* _DIRECTIVE 1_
According to the post about inkjet paper coatings, which two coated papers does the writer particularly like for general-edition prints?

I guess it comes down to what risk of failure you're willing to accept. For general-edition prints, I have no problem printing them on coated papers - I particularly like Hahnemuhle Photo Rag Pearl and Silver Rag. They'll look great on display, but I have no expectation that they'll last more than fifty years of real display. For limited-edition prints and special works (e.g. for galleries or certain institutions), however, I'd prefer to eliminate as many things as possible which can fail - the institutions to which these are sold may have been in existence for hundreds of years, and these items are the sort that are likely to be passed down generation to generation, or belong to a collection.
The cited IPI article is a non peer-reviewed paper with an agenda, IMHO. The researchers deliberately selected just two undisclosed inkjet papers out of hundreds on the market, and they ran a primitive strain-to-break tensile test (there are much better ways to measure and the elastic/plastic deformation characteristics) where even the control samples "failed" at some vaguely measured value in order to demonstrate that inkjet coatings can crack. The conclusions based on just two non randomly selected samples
is somewhat pathetic, IMHO, but I will cut IPI some slack by reminding myself how IPI typically approaches its primary audience. IPI's audience is comprised of many librarians, archivists, and conservators who anxiously look upon inkjet media today as some new and mysterious medium they are now beginning to have to deal with in their professions. So, to show a picture of a cracked or delaminated inkjet print, whether by inducing a failure in the lab or finding a real-world example, is indeed informative to this group at a very simplistic level. What the research fails to do give us is a proper context for better understanding the extent of the problem in real world use. More research is needed and with a much better design-of-experiment methodology. I've still got access to my colleagues (they are now retired but still active) and the equipment needed to conduct this type of research. What I don't have is the funding, and grants are only given to non-profit institutions like IPI, so again, it comes down to a funding bottleneck for me to start this work. But I do think it's perhaps the most important initiative after light fastness research to undertake on modern media, and I am trying to think outside the box on ways to be able to accomplish this research.
I guess it depends on what conclusions you're trying to draw. Certainly, you can't draw any definitive conclusions about which coatings are better than others, exactly how they fail, or how long you should expect the coatings to last in real-world display. But the only conclusion I'm trying to reach in this case is, 'current inkjet receptive coatings can crack and fail and brittleness is increased by exposure to UV light and pollutants, whereas there is no layer on uncoated papers that can potentially fail' - and these preliminary tests illustrate it perfectly.
More tests are certainly needed, though, in order to find a solution.

* _DATASET ENTRIES_
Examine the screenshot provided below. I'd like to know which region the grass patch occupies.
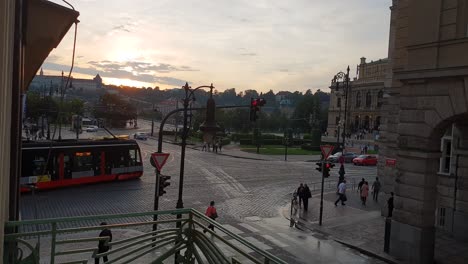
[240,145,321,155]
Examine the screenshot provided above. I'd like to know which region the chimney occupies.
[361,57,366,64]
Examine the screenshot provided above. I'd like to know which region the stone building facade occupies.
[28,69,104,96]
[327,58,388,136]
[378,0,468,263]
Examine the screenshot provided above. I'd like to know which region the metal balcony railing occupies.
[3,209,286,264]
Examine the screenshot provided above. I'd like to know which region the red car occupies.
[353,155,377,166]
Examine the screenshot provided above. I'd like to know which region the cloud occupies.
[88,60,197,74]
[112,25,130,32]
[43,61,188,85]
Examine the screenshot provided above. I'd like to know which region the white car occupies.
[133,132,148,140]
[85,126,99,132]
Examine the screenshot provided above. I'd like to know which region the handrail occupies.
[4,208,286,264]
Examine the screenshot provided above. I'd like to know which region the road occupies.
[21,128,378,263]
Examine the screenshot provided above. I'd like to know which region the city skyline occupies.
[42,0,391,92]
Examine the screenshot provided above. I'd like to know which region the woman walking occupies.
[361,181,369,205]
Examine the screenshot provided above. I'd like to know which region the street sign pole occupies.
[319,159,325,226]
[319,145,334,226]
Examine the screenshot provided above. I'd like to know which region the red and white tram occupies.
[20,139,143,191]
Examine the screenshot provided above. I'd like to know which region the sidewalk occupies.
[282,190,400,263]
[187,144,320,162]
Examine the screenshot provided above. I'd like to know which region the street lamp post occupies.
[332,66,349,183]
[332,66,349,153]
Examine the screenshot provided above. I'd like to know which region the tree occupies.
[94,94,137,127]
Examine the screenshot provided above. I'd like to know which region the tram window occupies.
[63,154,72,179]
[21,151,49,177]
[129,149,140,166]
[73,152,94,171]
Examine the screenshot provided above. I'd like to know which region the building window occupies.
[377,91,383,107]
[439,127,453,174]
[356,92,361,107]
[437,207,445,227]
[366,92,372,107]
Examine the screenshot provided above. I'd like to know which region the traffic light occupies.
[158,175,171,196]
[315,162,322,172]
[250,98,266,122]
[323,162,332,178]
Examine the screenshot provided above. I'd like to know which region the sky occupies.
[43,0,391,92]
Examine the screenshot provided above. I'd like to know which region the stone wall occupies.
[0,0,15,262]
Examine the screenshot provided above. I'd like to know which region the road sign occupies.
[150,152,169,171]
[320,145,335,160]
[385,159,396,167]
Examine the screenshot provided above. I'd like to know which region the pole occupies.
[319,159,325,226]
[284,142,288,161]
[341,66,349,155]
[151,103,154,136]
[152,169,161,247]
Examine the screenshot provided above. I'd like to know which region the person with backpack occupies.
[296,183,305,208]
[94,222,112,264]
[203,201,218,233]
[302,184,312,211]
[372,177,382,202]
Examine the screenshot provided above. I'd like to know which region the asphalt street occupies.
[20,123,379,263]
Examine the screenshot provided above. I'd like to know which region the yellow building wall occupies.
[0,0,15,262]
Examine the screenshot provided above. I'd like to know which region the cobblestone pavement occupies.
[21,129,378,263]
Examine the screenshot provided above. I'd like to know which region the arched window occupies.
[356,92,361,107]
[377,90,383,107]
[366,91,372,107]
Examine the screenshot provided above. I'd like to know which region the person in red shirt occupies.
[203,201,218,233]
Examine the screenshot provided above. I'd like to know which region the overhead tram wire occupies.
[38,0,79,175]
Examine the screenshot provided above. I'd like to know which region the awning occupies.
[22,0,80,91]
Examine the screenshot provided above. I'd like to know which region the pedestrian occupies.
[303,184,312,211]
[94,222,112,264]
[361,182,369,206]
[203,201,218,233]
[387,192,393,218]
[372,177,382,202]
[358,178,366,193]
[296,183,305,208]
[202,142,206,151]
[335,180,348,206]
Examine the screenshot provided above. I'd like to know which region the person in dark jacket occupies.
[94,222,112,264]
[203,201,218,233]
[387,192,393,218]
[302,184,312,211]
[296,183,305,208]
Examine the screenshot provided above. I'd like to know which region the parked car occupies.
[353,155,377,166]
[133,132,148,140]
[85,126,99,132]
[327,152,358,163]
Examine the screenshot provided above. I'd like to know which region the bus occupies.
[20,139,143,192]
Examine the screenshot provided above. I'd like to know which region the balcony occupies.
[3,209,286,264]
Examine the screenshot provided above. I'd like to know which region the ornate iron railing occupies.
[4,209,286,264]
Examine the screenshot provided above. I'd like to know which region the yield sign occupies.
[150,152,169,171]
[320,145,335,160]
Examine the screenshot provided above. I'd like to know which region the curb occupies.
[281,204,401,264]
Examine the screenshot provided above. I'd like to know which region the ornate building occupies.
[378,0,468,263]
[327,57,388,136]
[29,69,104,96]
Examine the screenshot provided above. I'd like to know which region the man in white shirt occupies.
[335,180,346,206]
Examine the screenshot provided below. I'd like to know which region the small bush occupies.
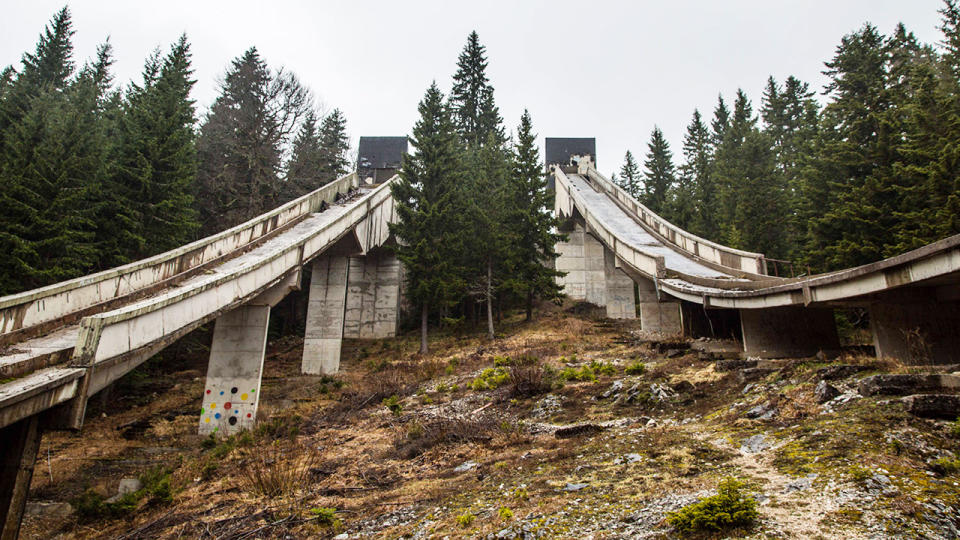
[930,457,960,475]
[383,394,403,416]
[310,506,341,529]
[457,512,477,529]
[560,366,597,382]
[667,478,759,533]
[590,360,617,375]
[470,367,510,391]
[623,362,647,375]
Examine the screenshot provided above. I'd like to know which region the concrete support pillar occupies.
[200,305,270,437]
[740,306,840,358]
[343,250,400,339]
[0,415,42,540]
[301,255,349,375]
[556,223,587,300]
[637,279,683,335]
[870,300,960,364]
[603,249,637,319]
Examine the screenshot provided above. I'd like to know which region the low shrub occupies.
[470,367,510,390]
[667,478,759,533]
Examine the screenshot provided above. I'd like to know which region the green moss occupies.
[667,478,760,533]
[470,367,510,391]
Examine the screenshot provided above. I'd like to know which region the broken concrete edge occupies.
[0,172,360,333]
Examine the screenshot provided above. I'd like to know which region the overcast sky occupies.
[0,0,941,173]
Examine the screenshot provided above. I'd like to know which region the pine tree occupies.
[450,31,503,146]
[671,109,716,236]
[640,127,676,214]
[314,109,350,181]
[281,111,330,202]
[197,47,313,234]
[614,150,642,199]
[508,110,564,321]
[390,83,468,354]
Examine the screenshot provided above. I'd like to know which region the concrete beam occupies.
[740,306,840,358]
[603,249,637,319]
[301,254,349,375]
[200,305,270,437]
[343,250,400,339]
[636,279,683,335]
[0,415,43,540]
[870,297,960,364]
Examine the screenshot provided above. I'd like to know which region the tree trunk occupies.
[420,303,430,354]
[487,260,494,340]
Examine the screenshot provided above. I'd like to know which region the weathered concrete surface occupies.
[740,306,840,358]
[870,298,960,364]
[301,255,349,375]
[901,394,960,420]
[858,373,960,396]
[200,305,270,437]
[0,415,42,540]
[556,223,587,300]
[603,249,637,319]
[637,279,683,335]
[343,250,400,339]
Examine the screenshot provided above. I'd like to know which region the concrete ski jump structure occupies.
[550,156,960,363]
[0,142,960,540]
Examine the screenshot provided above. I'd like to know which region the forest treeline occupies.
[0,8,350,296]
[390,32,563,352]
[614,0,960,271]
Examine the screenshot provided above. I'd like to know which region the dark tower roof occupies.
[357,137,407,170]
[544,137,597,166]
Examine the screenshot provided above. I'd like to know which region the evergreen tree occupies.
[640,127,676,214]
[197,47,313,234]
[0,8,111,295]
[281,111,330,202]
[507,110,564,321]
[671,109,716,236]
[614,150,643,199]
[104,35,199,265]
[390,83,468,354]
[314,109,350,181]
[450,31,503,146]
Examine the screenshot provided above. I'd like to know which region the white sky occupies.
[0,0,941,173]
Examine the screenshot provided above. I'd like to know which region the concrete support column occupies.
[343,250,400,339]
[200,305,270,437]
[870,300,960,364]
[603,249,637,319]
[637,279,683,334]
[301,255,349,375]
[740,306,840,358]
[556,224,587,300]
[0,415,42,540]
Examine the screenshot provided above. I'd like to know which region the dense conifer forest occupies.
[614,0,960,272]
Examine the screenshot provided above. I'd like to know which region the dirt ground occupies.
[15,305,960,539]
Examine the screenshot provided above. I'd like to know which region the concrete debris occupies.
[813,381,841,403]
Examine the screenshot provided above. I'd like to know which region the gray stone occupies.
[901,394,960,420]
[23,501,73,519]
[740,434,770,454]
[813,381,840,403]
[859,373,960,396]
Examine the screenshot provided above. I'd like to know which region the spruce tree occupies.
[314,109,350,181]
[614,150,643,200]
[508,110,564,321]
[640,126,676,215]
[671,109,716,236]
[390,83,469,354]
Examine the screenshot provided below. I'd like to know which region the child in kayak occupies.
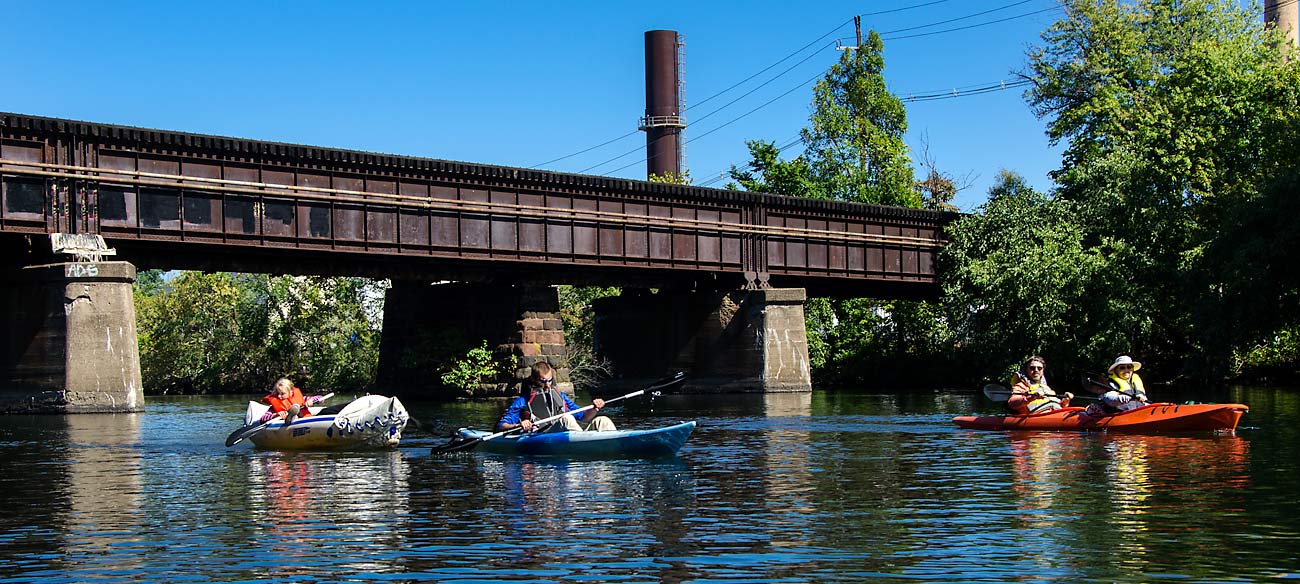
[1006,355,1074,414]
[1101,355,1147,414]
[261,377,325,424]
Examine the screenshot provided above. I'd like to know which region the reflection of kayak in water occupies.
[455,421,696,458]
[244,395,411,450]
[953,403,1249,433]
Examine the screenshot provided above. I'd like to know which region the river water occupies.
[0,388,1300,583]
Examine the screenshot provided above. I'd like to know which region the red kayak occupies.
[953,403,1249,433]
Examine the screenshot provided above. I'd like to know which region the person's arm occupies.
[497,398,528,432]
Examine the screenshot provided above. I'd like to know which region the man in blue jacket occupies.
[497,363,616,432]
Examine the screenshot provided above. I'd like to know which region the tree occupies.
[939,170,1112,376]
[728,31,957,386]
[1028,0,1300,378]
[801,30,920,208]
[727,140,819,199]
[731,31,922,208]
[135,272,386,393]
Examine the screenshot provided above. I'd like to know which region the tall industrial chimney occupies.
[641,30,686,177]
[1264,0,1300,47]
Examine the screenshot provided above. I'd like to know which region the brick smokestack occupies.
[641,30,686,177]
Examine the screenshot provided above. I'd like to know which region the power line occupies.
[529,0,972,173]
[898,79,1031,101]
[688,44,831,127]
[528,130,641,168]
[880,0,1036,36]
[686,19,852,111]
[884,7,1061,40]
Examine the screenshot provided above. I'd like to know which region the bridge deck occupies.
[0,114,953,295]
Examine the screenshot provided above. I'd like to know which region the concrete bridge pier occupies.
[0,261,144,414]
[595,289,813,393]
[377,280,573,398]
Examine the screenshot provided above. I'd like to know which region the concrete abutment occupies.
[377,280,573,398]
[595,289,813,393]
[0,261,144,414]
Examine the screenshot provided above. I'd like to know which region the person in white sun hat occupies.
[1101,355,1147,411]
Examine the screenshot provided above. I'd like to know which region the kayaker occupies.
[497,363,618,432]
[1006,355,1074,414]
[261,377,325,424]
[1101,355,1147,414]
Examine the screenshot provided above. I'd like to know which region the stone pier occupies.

* _DIRECTIVE 2_
Copy out the lines of the records starting at the line containing "white shirt occupies." and continuing through the line containing "[487,260,494,340]", keeping both of those lines and omitting the pictures.

* _WORKED SOLUTION 1_
Hahnemuhle Photo Rag Pearl and Silver Rag.

* _WORKED SOLUTION 2_
Examine the screenshot provided above. I'd like to know which region the man in white shirt occupies.
[335,180,346,206]
Examine the screenshot provided below. I'd like to know which region the small bush occupies.
[930,457,960,475]
[383,394,403,416]
[310,506,341,529]
[457,512,477,529]
[560,366,597,382]
[667,478,759,533]
[590,360,617,375]
[470,367,510,391]
[623,362,647,375]
Examine the screenshot provided above. I'd like to know which region the concrete support pillar occupies.
[200,305,270,437]
[740,306,840,358]
[343,250,400,339]
[0,415,42,540]
[301,255,349,375]
[556,223,587,300]
[637,279,683,335]
[870,300,960,364]
[603,249,637,319]
Examine the screenshot provided above. I'd like to know which region the low shrub occupies.
[470,367,510,390]
[667,478,759,533]
Examine the screenshot provided above. I'd like to know which region the green moss occupies.
[667,478,760,533]
[470,367,510,391]
Examine the screenshot provided above. I'd like to know which region the broken concrete edge occupies.
[0,172,360,333]
Examine the screenshot provided above. I'd like to know which region the overcast sky occupies.
[0,0,941,173]
Examine the screenshot provided above. I'd like to know which region the pine tree occupies.
[450,31,503,146]
[671,109,716,236]
[640,127,676,214]
[314,109,350,181]
[281,111,330,202]
[197,47,313,234]
[614,150,642,199]
[508,110,564,321]
[390,83,468,354]
Examine the screenshot provided above. I'd like to know which region the concrete beam occupies.
[740,306,840,358]
[603,249,637,319]
[301,254,349,375]
[200,305,270,437]
[343,250,400,339]
[636,279,683,335]
[0,415,43,540]
[870,297,960,364]
Examine the screenshot provided above. I'd like to know which region the tree trunk occupies.
[420,303,430,354]
[487,260,494,340]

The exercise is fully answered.